Instructions for the task:
Extract each line in the rows below that contains the word "painted", treating uppercase and lowercase letters as distinct.
-------- Input data --------
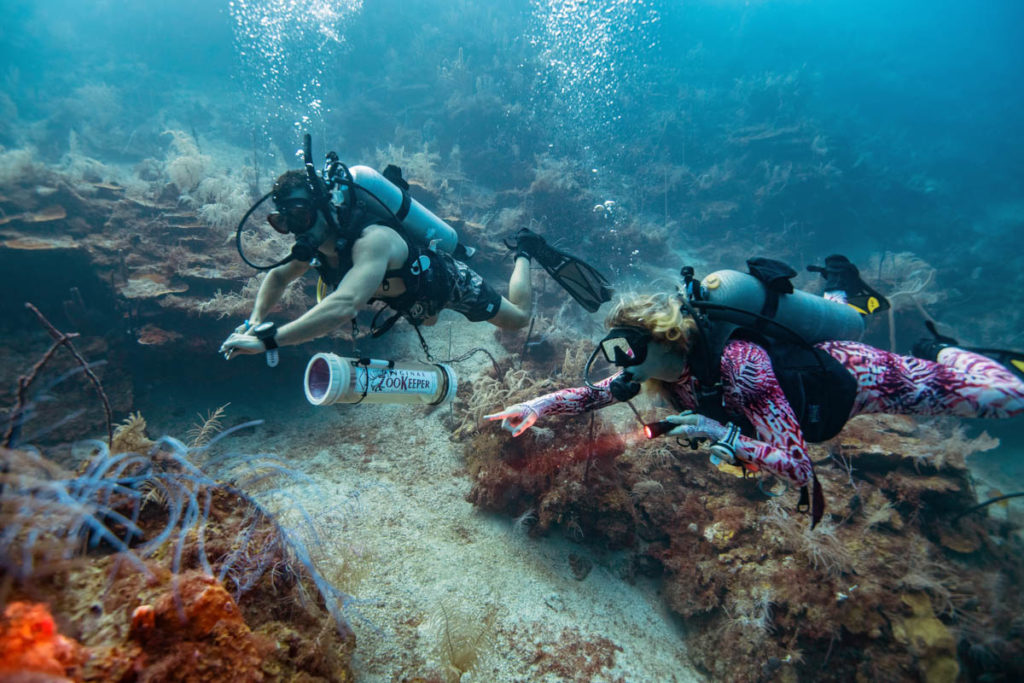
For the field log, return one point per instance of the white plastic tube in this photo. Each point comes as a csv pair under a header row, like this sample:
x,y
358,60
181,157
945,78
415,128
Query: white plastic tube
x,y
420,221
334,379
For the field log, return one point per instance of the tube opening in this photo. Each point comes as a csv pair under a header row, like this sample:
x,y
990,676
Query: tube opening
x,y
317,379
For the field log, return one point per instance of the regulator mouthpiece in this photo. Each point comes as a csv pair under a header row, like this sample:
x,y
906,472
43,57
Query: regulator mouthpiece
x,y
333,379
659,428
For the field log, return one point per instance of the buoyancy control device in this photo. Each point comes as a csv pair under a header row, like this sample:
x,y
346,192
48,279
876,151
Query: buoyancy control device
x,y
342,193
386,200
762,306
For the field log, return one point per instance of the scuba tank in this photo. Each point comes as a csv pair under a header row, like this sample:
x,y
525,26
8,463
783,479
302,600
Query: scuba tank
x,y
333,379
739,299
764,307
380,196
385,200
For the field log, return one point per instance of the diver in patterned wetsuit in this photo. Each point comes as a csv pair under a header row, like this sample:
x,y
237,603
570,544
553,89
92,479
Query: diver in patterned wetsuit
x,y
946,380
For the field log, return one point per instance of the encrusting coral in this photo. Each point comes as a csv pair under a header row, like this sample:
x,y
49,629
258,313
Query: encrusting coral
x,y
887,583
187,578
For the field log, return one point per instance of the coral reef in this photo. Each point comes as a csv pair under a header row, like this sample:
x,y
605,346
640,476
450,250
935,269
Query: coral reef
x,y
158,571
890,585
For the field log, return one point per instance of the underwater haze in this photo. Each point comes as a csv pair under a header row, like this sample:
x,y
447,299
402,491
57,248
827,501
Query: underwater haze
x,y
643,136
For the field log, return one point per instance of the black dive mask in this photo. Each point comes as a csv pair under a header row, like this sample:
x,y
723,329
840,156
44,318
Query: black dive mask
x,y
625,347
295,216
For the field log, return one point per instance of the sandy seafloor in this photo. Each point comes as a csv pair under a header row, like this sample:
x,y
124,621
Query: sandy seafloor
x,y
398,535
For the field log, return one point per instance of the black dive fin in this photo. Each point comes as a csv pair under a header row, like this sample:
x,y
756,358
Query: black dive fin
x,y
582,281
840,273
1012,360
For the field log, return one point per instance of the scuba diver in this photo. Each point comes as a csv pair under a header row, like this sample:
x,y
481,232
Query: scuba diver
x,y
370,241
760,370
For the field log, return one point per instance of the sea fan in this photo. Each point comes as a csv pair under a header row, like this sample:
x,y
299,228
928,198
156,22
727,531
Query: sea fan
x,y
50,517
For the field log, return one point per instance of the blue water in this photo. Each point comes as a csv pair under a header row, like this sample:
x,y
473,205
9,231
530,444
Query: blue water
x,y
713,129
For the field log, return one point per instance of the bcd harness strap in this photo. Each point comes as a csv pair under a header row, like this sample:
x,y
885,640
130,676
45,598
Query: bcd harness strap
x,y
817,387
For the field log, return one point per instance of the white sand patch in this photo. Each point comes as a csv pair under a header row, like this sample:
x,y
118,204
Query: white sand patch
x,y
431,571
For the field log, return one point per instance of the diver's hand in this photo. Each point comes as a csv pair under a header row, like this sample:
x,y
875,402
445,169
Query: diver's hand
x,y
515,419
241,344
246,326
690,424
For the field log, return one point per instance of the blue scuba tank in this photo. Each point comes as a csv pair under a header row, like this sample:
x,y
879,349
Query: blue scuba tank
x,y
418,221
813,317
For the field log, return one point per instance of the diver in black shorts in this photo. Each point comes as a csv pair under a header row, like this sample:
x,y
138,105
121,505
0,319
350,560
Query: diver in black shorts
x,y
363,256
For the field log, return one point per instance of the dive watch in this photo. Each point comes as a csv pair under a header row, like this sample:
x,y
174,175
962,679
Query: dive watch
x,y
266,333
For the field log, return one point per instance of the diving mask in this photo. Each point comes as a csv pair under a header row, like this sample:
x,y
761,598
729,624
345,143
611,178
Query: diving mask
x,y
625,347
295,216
--------
-------- Input data --------
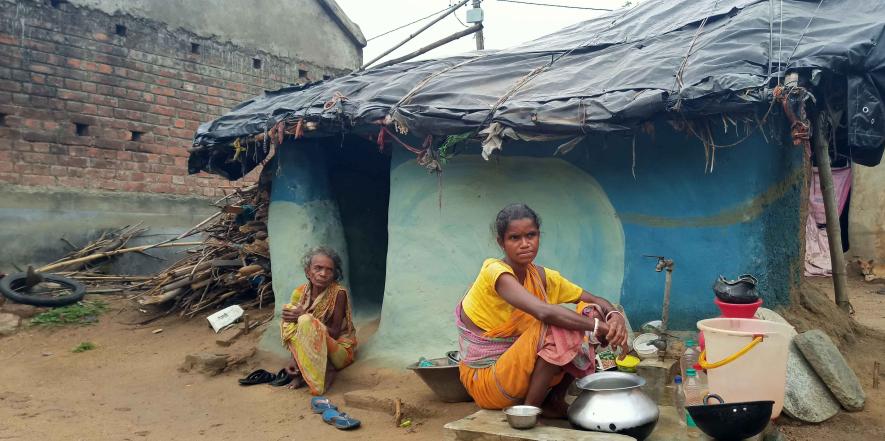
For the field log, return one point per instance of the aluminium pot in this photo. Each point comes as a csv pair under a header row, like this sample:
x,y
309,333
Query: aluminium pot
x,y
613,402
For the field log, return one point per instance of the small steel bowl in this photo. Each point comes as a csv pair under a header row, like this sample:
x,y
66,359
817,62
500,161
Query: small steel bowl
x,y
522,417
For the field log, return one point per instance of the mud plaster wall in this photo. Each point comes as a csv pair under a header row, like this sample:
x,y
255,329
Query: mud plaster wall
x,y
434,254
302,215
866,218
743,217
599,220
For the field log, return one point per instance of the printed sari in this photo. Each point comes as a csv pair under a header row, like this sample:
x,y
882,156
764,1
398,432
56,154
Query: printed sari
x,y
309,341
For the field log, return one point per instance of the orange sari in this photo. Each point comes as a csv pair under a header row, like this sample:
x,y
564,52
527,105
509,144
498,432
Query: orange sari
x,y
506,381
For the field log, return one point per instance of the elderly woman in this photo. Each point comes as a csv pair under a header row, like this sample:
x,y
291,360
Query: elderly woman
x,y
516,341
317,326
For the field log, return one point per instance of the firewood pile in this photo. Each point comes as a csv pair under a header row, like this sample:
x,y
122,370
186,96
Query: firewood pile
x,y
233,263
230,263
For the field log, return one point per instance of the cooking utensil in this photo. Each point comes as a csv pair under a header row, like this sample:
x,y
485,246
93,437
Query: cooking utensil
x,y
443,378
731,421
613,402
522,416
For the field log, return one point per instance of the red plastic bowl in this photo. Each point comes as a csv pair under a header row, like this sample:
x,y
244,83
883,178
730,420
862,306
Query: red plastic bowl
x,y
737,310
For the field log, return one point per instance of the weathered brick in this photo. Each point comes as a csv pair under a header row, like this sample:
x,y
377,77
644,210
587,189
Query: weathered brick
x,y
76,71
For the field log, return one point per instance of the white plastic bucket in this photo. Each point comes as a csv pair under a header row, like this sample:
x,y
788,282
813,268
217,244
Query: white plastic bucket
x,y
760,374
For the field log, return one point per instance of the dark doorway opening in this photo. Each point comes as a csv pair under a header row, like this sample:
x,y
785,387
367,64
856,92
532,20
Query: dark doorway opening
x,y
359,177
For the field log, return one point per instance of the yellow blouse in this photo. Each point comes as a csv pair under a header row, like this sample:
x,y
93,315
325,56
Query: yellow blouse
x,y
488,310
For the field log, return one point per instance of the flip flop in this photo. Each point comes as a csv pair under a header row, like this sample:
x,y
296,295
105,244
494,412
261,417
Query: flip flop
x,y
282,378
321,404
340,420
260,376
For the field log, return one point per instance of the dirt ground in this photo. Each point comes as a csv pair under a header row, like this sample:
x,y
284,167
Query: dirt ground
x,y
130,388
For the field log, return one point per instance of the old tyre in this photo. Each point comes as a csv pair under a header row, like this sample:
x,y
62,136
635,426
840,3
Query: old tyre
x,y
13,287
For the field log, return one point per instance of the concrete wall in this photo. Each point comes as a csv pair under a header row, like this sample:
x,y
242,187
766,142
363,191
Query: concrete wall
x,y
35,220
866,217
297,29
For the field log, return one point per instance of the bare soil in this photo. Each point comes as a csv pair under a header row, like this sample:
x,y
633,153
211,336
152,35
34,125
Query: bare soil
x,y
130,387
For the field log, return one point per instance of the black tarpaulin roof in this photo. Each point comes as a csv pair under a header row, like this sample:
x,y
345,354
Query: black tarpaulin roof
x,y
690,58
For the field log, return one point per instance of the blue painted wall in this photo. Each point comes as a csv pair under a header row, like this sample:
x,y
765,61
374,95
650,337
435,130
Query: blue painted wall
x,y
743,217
--------
The result:
For the field log, return one point per instance of the blue painted wall in this photo. Each point comes as a csv pair under a header row, like this sample:
Query: blue painted wall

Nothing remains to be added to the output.